Junior doctors pledge to ratchet up strike action

Junior doctors pledge to ratchet up strike action

Junior doctors have threatened the “trade union dispute of the century”. In a message to members, Dr Yannis Gourtsoyannis, a member of the BMA junior doctors committee detailed plans for repeated and crippling strikes, increasing pressure on NHS services as winter approaches. The BDA joined in the previous action and is keeping in touch with the BMA. Separately a CCG has abandoned plans to ration non-urgent treatments.

The junior doctors committee of the British Medical Association (BMA) is to ask its full council to back strikes in opposition to a controversial new contract for those below the level of consultant. Despite divisions within the union, no fresh ballot of members will be required if the council backs the plan.

The new contract for hospital doctors and dentists, which is due to be imposed this autumn, was rejected by the BMA last month after 58 per cent of members opposed it in a poll with a 68 per cent turnout. This followed six strikes – including the first full walkout by junior doctors in the history of the NHS. The industrial action was backed by 98 per cent of junior doctors in a ballot last autumn. The vote against the contract forced the resignation of Dr Johann Malawana, head of the union’s junior doctors committee, who had said it was a good deal.

## Task requirements
• a. In the article on the junior doctors' strike plans, what share of members voted against the new contract in the BMA poll?
• b. Extend the article on the junior doctors' strike plans, picking up after its final sentence.

## Entries provided
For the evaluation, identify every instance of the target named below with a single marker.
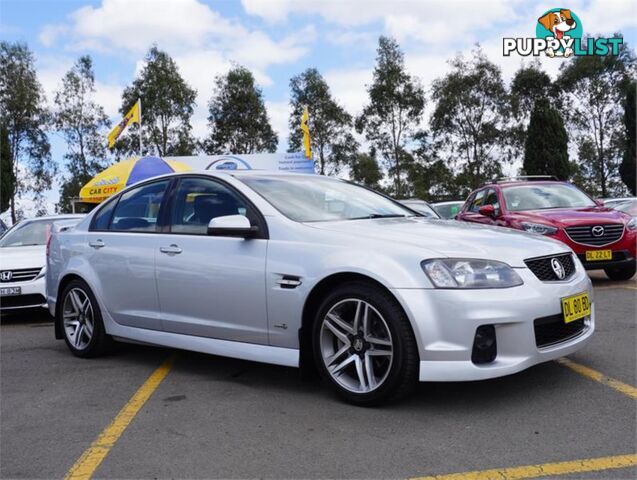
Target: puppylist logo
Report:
(558, 33)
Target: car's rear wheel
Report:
(621, 273)
(364, 345)
(82, 323)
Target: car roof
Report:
(63, 216)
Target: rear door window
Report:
(138, 209)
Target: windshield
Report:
(629, 207)
(27, 234)
(541, 197)
(422, 207)
(448, 210)
(319, 199)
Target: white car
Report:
(22, 262)
(310, 271)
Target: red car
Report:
(601, 237)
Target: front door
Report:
(211, 286)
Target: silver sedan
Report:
(317, 273)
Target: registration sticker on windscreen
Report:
(576, 307)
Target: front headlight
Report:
(538, 228)
(470, 273)
(41, 274)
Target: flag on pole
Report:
(306, 132)
(133, 116)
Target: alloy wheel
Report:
(356, 345)
(78, 318)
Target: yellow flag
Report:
(306, 132)
(133, 116)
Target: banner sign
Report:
(286, 162)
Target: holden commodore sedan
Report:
(315, 272)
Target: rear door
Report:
(211, 286)
(122, 242)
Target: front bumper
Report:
(445, 323)
(33, 295)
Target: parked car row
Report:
(318, 273)
(602, 234)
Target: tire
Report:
(365, 366)
(79, 313)
(621, 273)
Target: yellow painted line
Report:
(95, 454)
(615, 287)
(621, 387)
(542, 470)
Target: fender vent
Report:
(289, 282)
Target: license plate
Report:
(597, 255)
(8, 291)
(576, 307)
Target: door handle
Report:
(172, 250)
(96, 244)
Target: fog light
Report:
(485, 347)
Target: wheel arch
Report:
(66, 279)
(313, 301)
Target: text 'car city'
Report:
(309, 271)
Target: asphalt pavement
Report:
(213, 417)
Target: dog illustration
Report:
(558, 23)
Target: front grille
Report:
(596, 235)
(17, 301)
(543, 268)
(618, 256)
(552, 330)
(20, 275)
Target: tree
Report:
(470, 119)
(7, 175)
(24, 115)
(364, 169)
(592, 87)
(81, 122)
(529, 84)
(333, 144)
(167, 106)
(395, 109)
(546, 147)
(629, 160)
(238, 119)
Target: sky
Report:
(278, 39)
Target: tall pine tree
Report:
(238, 119)
(167, 106)
(546, 146)
(82, 123)
(23, 113)
(333, 144)
(395, 109)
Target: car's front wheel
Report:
(82, 323)
(364, 345)
(621, 273)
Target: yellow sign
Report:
(134, 115)
(576, 307)
(306, 132)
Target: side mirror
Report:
(487, 211)
(232, 226)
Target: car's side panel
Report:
(124, 273)
(214, 288)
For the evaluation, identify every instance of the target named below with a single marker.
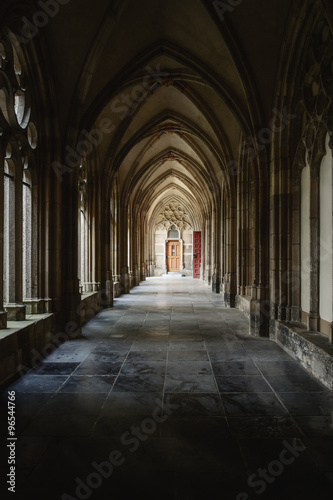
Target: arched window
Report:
(19, 252)
(83, 261)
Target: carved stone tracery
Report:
(173, 215)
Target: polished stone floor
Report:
(166, 396)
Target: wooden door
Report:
(173, 256)
(196, 254)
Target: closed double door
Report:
(173, 256)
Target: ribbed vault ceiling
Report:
(177, 85)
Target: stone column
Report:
(313, 318)
(3, 313)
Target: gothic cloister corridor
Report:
(172, 380)
(166, 249)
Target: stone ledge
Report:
(20, 342)
(311, 349)
(243, 303)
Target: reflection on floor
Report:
(167, 397)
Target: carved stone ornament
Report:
(173, 214)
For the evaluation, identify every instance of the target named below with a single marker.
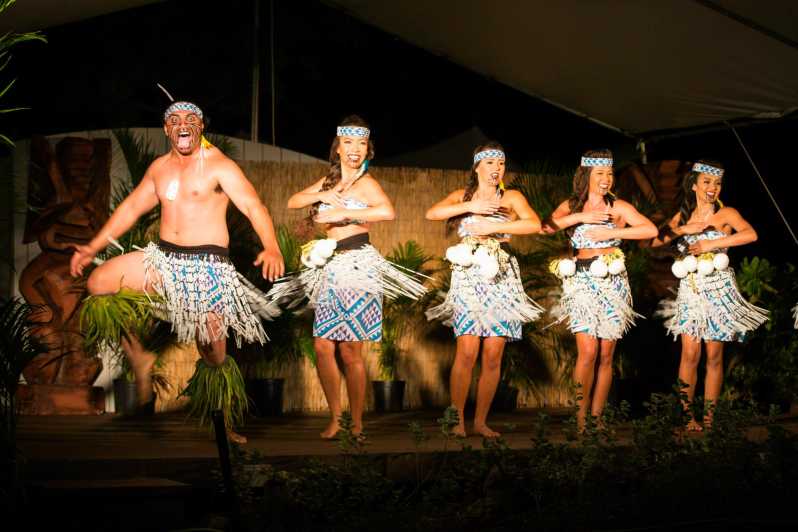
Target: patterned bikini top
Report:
(710, 234)
(580, 241)
(462, 229)
(349, 203)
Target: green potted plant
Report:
(398, 315)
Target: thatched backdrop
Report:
(429, 349)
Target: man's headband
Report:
(182, 106)
(702, 168)
(596, 161)
(488, 154)
(353, 131)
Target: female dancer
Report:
(708, 307)
(345, 278)
(486, 301)
(596, 298)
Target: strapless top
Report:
(462, 229)
(580, 241)
(349, 203)
(711, 234)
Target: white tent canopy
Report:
(635, 66)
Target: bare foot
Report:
(485, 431)
(694, 426)
(331, 431)
(236, 437)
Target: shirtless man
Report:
(189, 268)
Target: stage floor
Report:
(111, 446)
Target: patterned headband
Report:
(488, 154)
(702, 168)
(353, 131)
(596, 161)
(182, 106)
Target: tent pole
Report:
(762, 180)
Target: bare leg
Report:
(214, 354)
(141, 363)
(355, 372)
(587, 348)
(330, 382)
(714, 378)
(604, 377)
(492, 350)
(123, 271)
(688, 373)
(460, 378)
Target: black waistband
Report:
(353, 242)
(207, 249)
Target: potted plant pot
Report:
(389, 396)
(266, 396)
(125, 396)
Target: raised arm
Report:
(245, 198)
(743, 234)
(380, 207)
(141, 200)
(453, 205)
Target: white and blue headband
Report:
(182, 106)
(596, 161)
(353, 131)
(703, 168)
(488, 154)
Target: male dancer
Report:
(189, 268)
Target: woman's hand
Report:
(692, 228)
(331, 197)
(701, 246)
(600, 234)
(595, 217)
(480, 206)
(332, 216)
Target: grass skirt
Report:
(711, 307)
(217, 388)
(598, 306)
(480, 307)
(204, 296)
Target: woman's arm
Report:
(313, 194)
(528, 221)
(453, 205)
(380, 208)
(743, 234)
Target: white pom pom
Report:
(566, 267)
(598, 268)
(721, 261)
(325, 248)
(617, 266)
(489, 268)
(705, 267)
(679, 269)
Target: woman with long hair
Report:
(596, 298)
(708, 308)
(486, 303)
(345, 277)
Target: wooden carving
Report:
(68, 192)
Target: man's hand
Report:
(80, 259)
(332, 216)
(271, 260)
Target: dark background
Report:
(101, 73)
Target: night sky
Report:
(101, 73)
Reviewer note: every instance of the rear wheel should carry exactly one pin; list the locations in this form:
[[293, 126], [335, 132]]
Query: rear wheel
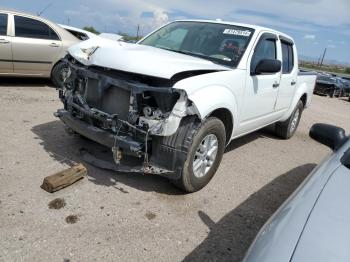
[[287, 128], [204, 156], [59, 74]]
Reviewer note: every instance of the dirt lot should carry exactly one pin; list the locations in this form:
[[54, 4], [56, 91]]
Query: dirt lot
[[132, 217]]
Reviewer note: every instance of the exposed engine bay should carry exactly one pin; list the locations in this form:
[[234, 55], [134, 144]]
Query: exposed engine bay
[[132, 114]]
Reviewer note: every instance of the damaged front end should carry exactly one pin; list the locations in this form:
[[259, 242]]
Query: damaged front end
[[134, 115]]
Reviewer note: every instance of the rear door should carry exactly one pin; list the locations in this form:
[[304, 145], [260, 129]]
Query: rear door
[[289, 75], [35, 46], [6, 65]]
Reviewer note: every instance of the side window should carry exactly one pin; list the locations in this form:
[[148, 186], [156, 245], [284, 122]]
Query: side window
[[3, 24], [31, 28], [287, 58], [266, 49]]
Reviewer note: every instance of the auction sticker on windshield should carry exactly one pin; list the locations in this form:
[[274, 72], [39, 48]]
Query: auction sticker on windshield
[[237, 32]]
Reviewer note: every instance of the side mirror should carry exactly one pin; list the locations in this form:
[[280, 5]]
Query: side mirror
[[268, 66], [332, 136]]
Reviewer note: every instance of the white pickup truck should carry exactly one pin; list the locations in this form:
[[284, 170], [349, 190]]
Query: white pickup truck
[[176, 99]]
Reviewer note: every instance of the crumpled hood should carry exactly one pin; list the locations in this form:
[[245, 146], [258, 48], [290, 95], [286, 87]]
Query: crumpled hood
[[137, 58]]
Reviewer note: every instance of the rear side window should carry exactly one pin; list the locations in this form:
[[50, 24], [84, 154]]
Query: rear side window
[[266, 49], [31, 28], [287, 58], [3, 24]]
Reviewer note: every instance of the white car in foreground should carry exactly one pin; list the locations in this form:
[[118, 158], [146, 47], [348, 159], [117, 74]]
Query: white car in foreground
[[176, 98]]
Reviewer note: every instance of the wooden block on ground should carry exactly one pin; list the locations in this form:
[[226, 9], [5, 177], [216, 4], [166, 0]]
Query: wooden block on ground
[[64, 178]]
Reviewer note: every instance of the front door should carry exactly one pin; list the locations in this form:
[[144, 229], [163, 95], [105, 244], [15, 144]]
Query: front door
[[6, 65], [35, 46], [261, 90], [289, 76]]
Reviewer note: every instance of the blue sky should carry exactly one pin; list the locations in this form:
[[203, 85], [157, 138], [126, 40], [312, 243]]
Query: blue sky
[[314, 24]]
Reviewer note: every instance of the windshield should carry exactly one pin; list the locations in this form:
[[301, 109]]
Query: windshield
[[219, 43]]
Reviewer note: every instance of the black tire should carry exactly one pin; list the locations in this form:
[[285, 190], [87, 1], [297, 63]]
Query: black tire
[[287, 128], [189, 182], [57, 74]]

## Task-by-task results
• a. 58 per cent.

• b.
In a message to members, Dr Yannis Gourtsoyannis, a member of the BMA junior doctors committee (JDC), detailed plans for repeated and crippling strikes, increasing pressure on NHS services as winter approaches. “It’s time to dust off our picket armbands,” he wrote. “An escalated fight is on. Theresa May will reap what her predecessors have sown.” He set out plans to ramp up the dispute to get “more and more” out of the Government, and to wage war on its policies. “The following two months are crucial for the Conservatives,” he wrote. “We are about to throw a massive spanner in their works.” 

  • Plans by the NHS to suspend all non-urgent surgery for four months have been withdrawn after a public outcry. The plans in Merseyside led to warnings from senior doctors that cases of cancer could be missed and patients left in pain, St Helens clinical commissioning group yesterday said it had decided to withdraw the proposal.